AIM: Print the listing below exactly.

# # #

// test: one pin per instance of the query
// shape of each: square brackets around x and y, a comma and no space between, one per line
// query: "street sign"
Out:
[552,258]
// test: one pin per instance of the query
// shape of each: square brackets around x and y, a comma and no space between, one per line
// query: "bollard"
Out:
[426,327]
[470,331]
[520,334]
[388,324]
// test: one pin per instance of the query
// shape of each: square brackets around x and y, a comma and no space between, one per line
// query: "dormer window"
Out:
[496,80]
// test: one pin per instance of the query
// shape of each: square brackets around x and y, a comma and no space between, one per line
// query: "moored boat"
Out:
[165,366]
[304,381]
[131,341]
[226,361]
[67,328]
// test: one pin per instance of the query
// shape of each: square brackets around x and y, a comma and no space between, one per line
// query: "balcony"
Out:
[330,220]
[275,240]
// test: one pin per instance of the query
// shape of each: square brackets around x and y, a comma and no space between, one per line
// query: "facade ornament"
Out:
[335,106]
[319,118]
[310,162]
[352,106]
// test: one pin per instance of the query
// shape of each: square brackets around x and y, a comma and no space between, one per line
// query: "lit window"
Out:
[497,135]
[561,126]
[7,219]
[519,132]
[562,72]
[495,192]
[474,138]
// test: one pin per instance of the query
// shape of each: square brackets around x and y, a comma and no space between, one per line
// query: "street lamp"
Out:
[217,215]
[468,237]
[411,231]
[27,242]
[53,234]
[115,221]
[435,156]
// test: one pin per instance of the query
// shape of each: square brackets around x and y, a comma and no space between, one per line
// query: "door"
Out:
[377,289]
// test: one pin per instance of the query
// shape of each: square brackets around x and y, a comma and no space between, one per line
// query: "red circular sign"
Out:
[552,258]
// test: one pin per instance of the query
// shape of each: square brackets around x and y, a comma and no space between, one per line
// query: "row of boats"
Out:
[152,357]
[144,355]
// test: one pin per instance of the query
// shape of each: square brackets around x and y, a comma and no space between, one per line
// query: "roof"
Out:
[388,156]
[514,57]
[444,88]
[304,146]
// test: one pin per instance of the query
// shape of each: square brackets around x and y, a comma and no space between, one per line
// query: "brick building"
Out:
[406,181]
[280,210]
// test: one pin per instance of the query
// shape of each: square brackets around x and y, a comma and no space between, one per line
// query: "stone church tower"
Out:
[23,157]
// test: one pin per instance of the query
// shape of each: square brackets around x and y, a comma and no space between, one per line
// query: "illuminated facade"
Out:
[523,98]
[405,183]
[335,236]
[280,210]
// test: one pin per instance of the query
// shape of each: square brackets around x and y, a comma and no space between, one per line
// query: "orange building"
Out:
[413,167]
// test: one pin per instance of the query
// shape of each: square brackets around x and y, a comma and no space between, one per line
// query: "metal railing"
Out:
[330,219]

# # #

EXPECTED ANSWER:
// test: one pin per instance of the query
// shape of each: square brackets around x and y, a comma and no space between, one per line
// query: "street sign"
Out:
[552,258]
// test: one pin per instance of the query
// shape of each: square brackets around x and y, a comma and no space between, one per line
// query: "bollard"
Out:
[426,327]
[470,331]
[520,334]
[388,324]
// test: one pin per instance of the query
// shape of each: square brackets around x and y, a comma and no space between, one per line
// query: "dormer window"
Out:
[496,80]
// test: one pin per instance of the query
// shape of each: square brackets around x and y, a comma and no space between, one per line
// query: "moored boat"
Out:
[165,366]
[304,381]
[131,341]
[226,361]
[67,328]
// test: one pin per instance of the query
// shape of each: square brackets around x and y, a comma and no space between, one per line
// query: "balcony"
Out:
[330,220]
[275,240]
// test: one pin per instance of the query
// shape of each: square brackets around x and y, a comma and no space between, one per line
// query: "facade ornament"
Out:
[335,106]
[319,118]
[310,162]
[352,106]
// test: one pin per instance of the query
// shape of each: square brackets around x and y, a comma and no space between, one per line
// query: "lit window"
Out:
[497,135]
[561,126]
[7,219]
[519,132]
[562,72]
[495,192]
[474,138]
// test: one pin per instance of the query
// shape of each: square brackets around x and y, a comma and no space between, one per line
// query: "street lamp"
Out:
[217,215]
[468,237]
[411,231]
[27,242]
[53,234]
[115,221]
[435,156]
// test: one pin per instance of the query
// shape of each: square brackets around x and y, a comma and no space between, one per line
// query: "door"
Out:
[377,289]
// test: one pin per instance of the query
// shape of each: square brackets around x and y, a comma and no space between, one per line
// query: "red circular sign"
Out:
[552,258]
// test: one pin per instance of the query
// shape of each: square brackets around x and y, a comma and no space between, one per line
// query: "row of boats"
Out:
[152,357]
[144,355]
// test: one pin per instance of the query
// shape of each: square brackets around x and y, a comma and no space between, one per line
// query: "roof"
Out:
[388,156]
[514,57]
[444,88]
[304,146]
// test: one pin per instance of the query
// shape of each: square brackets around x and y, a comma and no space between, one per line
// query: "brick building"
Out:
[406,181]
[280,210]
// test: one pin per instance of the query
// shape of each: square brackets around x and y, a comma and no space between, one per line
// query: "stone church tower"
Out:
[23,157]
// test: one pin per instance of the query
// shape of each: square brackets around x and y, a comma and no space between, one per line
// query: "illuminated facade"
Out:
[523,98]
[405,183]
[335,236]
[280,210]
// test: one pin per instance of the query
// shape of each: square brackets around x and y, a comma and no space between, one per line
// query: "orange building"
Out:
[413,167]
// test: one pin per instance of the query
// shape of each: square brackets around x and y, a comma and no space between, one per line
// query: "metal railing"
Out:
[330,219]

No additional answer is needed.